## Given passage:
------------------------------------------------------------

- Origin: Buffalo, New York
- Genres: Worship, Gospel, Folk, Rock, CCM, Christian rock, Christian alternative rock, southern gospel, roots rock, folk rock
- Years active: 2008–present
- Label: Integrity
- Members: Anthony Hoisington Chris Hoisington Jeremy Thompson
- Past members: Matt Poulsen Justin Michau Peter Bordin Ed Chilungu Dan Swain
- Website: brothersmcclurg.com

= Brothers McClurg =

Brothers McClurg is an American Christian music brother duo from Buffalo, New York. They started making music in 2008, with their first studio album, Join in the Sound, released in 2012, with Integrity Music. This album was their breakthrough release upon the Billboard magazine charts, where it placed on two of them the Christian Albums and Heatseekers Albums.

==Background==
The Brothers McClurg took their name from their maternal grandfather, who was a pastor, Bill McClurg, while he is the musical impetus for the family and his children, Bill Jr., Martha and Mary, and his grandchildren, Anthony and Chris Hoisington. The brothers started making music in 2008, in the Buffalo, New York-area, where they caught the attention of a major Christian music record label.

------------------------------------------------------------

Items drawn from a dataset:
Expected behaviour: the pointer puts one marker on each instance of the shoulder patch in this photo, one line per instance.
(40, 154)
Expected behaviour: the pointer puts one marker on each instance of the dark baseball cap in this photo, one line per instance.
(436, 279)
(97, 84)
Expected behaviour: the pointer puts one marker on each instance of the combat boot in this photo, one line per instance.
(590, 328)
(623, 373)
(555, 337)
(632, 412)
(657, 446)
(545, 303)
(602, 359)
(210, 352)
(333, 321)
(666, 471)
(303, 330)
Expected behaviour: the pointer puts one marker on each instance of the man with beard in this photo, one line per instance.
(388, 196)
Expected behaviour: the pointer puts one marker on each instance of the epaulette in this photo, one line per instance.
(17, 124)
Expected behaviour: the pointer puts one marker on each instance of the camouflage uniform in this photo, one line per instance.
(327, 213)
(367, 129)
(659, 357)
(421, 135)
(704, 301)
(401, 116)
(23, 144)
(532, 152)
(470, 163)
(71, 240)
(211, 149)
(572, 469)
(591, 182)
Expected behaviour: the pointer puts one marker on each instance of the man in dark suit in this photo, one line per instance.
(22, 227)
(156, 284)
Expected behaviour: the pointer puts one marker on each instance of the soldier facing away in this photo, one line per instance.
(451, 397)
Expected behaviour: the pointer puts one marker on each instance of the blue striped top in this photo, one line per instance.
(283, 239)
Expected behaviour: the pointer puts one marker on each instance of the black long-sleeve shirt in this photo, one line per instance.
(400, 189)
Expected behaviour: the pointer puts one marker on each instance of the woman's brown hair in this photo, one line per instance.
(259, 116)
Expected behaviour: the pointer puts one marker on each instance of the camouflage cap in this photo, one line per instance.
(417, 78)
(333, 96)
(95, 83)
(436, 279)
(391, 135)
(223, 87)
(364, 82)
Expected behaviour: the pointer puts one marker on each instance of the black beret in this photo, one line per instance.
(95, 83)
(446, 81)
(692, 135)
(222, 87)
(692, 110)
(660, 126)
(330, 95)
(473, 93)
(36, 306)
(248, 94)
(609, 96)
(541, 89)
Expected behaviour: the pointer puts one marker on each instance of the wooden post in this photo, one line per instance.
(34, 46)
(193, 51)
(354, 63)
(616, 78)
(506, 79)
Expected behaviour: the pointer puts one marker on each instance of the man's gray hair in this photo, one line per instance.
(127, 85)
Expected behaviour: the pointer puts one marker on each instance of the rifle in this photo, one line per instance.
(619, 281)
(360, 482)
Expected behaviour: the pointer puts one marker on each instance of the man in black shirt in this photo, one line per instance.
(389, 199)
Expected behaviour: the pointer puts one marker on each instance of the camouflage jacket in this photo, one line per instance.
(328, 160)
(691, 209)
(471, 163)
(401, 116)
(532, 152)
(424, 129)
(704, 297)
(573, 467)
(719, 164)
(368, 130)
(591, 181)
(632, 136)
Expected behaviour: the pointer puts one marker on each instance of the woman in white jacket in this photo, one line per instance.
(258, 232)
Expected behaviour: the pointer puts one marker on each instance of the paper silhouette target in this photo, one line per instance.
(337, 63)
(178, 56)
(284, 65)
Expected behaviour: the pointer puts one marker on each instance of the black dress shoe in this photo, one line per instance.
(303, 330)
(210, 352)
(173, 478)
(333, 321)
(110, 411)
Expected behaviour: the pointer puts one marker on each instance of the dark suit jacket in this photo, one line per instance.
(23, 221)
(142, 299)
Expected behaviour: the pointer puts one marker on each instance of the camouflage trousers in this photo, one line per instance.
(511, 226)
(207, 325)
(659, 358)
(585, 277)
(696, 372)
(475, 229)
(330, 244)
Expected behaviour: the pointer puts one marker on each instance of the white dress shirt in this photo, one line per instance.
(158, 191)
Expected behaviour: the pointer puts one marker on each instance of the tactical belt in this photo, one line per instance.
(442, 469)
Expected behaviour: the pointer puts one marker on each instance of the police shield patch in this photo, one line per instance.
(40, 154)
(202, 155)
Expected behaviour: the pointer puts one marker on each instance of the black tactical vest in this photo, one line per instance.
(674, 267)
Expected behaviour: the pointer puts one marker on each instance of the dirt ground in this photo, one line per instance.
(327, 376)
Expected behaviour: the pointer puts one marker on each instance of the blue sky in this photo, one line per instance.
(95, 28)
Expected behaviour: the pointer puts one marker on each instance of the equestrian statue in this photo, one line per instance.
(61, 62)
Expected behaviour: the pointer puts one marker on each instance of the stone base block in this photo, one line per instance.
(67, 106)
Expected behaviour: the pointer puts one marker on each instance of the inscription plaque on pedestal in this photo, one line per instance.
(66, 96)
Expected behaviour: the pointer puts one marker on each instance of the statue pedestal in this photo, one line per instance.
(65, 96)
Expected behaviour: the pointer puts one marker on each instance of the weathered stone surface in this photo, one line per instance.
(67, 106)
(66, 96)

------------------------------------------------------------

## Brief 1:
Reproduce the Brothers McClurg article in full, word for word.
## Brief 2:
Shift every coordinate in the answers of the records by adding 116 to each number, and output only the lines from the one holding "sky in this photo, one line per instance." through the end of the records, inclusive, with the requests kept.
The Brothers McClurg article and the records are two separate pieces of material.

## Worked answer 1:
- Origin: Buffalo, New York
- Genres: Worship, Gospel, Folk, Rock, CCM, Christian rock, Christian alternative rock, southern gospel, roots rock, folk rock
- Years active: 2008–present
- Label: Integrity
- Members: Anthony Hoisington Chris Hoisington Jeremy Thompson
- Past members: Matt Poulsen Justin Michau Peter Bordin Ed Chilungu Dan Swain
- Website: brothersmcclurg.com

= Brothers McClurg =

Brothers McClurg is an American Christian music brother duo from Buffalo, New York. They started making music in 2008, with their first studio album, Join in the Sound, released in 2012, with Integrity Music. This album was their breakthrough release upon the Billboard magazine charts, where it placed on two of them the Christian Albums and Heatseekers Albums.

==Background==
The Brothers McClurg took their name from their maternal grandfather, who was a pastor, Bill McClurg, while he is the musical impetus for the family and his children, Bill Jr., Martha and Mary, and his grandchildren, Anthony and Chris Hoisington. The brothers started making music in 2008, in the Buffalo, New York-area, where they caught the attention of a major Christian music record label.

## Worked answer 2:
Expected behaviour: the pointer puts one marker on each instance of the blue sky in this photo, one line per instance.
(211, 144)
Expected behaviour: the pointer puts one marker on each instance of the equestrian statue in this photo, one line per instance.
(177, 178)
Expected behaviour: the pointer puts one marker on each instance of the stone base block in this photo, one line per instance.
(183, 222)
Expected behaviour: the pointer puts one marker on each instance of the inscription plaque on pedestal in this photo, one line per instance.
(182, 212)
Expected behaviour: the pointer puts one marker on each instance of the statue pedestal in this photo, one line per instance.
(181, 212)
Expected behaviour: the pointer puts one marker on each instance of the weathered stone surface in this photo, one line per instance.
(183, 222)
(182, 212)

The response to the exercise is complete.